▶ CHALLENGE A: Return the passage of the legal services excerpt below from "The in-house counsel" to "Am Law 200.", copied verbatim.
----- EXCERPT PROVIDED
Traditionally, ALSPs have been regarded as opportunities for labor arbitrage, typically in margin-compressed practice areas of limited complexity. Reduced quality is (wrongly) considered the tradeoff for low-cost labor. “The idea that ALSPs can only support ‘simple’ workstreams is just not true… we continue to test the boundaries on what our ALSPs are capable of… we are well beyond using them just for the routine work,” says Chris Chaffin, Vice President (Legal), Corporate Securities and M&A; Head of Legal Operations McAfee, a leading computer security software company. McAfee uses ALSPs to support contract management, M&A diligence, revenue related contract abstraction work, an ongoing, large-scale, legacy migration project and compliance reviews of marketing and product releases.

While the cost-reduction mandate is the impetus for rethinking the inputs, corporate clients are finding improved quality of outputs is achievable when you decide to re-engineer how legal services are delivered. The promise represents the holy grail of legal service innovation: cheaper, faster, and better.

But is that promise attainable?

The “Inside Counsel Revolution”: Where It All Begins

The in-house counsel movement itself started as an exercise in labor arbitrage. Law departments found they could hire the same lawyers to do the same work the same way at materially lower cost per capita. “House counsel” was originally a term of disparagement. Before what former GE General Counsel Ben Heinemann termed the “inside counsel revolution,” in-house counsel were seen, and treated, as administrators whose primary purpose was to funnel work to law firms, where the ‘real’ lawyers resided. No more.

Since the late 1990’s, in-house departments have grown at seven and a half times the rate of law firms. In the United States, there are now more in-house lawyers than lawyers in the domestic offices of the Am Law 200.

Insourcing not only changed lawyers’ roles but also the way legal services are delivered. Embedded in the enterprise and fully invested in its success, business-first in-house counsel have found ways to cut costs and add business value—e.g., strategic advice, prevention—that extend well beyond being a cost-effective alternative to outside counsel.

A Ceiling on Insourcing?

As large as some law departments have become, there is likely a ceiling on their long-term scalability. In his newest book, Tomorrowland, famed legal market commentator Bruce MacEwan of Adam Smith, Esq. observes, “I doubt that in-house law departments will grow to the sky. The dynamic has tended to be one of oscillation, not steady expansion… At some point the GC’s budget gets the (usually new) CFO’s attention and the department is drastically pruned on the grounds that ‘having a law firm under our roof is not a core competence.’”
----------
----- THE INPUT
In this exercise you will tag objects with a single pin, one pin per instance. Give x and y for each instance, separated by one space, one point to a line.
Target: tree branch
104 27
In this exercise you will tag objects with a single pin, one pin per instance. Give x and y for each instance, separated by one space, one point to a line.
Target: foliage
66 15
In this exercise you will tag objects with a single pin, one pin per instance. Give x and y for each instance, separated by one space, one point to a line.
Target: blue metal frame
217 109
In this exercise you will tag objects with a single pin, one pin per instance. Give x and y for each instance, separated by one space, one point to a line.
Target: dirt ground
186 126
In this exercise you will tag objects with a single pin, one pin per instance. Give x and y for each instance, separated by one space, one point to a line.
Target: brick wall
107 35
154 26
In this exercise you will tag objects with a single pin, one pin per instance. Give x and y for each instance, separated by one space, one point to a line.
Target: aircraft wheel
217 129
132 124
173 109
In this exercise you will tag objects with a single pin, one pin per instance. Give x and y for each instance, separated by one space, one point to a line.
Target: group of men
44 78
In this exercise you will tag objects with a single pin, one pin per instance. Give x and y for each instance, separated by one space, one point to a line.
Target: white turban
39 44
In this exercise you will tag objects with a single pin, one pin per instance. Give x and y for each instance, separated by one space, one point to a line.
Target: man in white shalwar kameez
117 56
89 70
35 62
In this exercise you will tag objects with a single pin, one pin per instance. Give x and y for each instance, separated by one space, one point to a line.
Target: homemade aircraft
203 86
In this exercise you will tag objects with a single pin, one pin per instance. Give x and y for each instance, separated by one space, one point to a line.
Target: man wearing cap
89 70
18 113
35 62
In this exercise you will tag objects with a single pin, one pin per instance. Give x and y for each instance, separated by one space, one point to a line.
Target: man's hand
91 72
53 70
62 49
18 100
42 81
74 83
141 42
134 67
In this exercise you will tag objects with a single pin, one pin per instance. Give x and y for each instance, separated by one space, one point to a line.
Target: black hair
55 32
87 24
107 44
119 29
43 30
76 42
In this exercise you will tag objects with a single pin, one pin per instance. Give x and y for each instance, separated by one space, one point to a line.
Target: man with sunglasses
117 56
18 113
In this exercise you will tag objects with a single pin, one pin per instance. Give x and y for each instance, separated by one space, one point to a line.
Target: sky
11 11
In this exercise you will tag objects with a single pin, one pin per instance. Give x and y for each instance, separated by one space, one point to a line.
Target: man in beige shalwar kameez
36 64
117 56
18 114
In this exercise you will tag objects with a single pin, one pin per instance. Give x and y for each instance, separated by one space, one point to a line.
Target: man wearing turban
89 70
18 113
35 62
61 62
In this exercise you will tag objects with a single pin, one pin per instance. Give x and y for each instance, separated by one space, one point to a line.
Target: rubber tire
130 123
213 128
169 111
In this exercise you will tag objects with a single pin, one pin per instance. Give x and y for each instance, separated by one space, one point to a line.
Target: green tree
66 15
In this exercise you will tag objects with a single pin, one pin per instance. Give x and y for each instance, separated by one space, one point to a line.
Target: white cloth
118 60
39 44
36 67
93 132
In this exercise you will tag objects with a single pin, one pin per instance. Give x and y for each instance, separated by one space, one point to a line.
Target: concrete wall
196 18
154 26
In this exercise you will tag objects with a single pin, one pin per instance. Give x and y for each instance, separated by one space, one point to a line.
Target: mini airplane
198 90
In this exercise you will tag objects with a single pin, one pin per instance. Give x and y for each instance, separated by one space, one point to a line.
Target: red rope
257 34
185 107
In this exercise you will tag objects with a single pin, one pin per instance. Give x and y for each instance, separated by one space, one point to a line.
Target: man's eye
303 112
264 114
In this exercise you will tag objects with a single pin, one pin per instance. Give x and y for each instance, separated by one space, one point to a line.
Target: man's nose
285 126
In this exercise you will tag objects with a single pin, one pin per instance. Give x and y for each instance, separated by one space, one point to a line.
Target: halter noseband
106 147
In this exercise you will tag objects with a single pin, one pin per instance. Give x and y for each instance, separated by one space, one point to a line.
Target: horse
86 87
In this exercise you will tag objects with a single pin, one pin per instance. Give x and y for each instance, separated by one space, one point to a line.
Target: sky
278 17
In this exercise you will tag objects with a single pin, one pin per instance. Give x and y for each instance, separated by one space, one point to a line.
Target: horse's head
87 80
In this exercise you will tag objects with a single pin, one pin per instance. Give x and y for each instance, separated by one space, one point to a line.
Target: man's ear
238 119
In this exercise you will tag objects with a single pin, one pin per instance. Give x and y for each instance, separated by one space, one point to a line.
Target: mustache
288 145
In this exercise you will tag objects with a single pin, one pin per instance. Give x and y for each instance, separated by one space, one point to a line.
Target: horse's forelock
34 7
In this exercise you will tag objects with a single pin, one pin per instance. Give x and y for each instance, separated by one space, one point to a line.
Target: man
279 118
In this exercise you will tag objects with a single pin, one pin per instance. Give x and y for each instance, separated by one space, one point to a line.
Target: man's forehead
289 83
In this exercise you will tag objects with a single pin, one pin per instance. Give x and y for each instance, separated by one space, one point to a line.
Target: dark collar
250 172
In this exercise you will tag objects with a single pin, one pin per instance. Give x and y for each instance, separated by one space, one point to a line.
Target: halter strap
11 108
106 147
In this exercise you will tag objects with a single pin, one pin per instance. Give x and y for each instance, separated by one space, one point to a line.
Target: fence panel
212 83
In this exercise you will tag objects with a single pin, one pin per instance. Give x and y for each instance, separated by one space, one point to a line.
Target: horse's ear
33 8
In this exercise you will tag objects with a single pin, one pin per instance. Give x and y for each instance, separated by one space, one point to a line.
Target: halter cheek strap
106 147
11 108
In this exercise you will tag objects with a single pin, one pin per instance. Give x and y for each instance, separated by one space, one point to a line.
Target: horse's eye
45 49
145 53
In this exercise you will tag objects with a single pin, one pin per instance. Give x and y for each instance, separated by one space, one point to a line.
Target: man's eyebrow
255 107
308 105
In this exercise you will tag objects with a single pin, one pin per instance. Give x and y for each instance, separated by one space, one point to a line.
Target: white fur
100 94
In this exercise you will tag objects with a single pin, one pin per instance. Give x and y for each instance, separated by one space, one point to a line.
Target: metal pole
----------
▶ CHALLENGE B: Collect every line in the records above that contains the word "turban".

▶ WRITTEN SOLUTION A:
The in-house counsel movement itself started as an exercise in labor arbitrage. Law departments found they could hire the same lawyers to do the same work the same way at materially lower cost per capita. “House counsel” was originally a term of disparagement. Before what former GE General Counsel Ben Heinemann termed the “inside counsel revolution,” in-house counsel were seen, and treated, as administrators whose primary purpose was to funnel work to law firms, where the ‘real’ lawyers resided. No more.

Since the late 1990’s, in-house departments have grown at seven and a half times the rate of law firms. In the United States, there are now more in-house lawyers than lawyers in the domestic offices of the Am Law 200.

▶ WRITTEN SOLUTION B:
Target: white turban
Target: man wearing turban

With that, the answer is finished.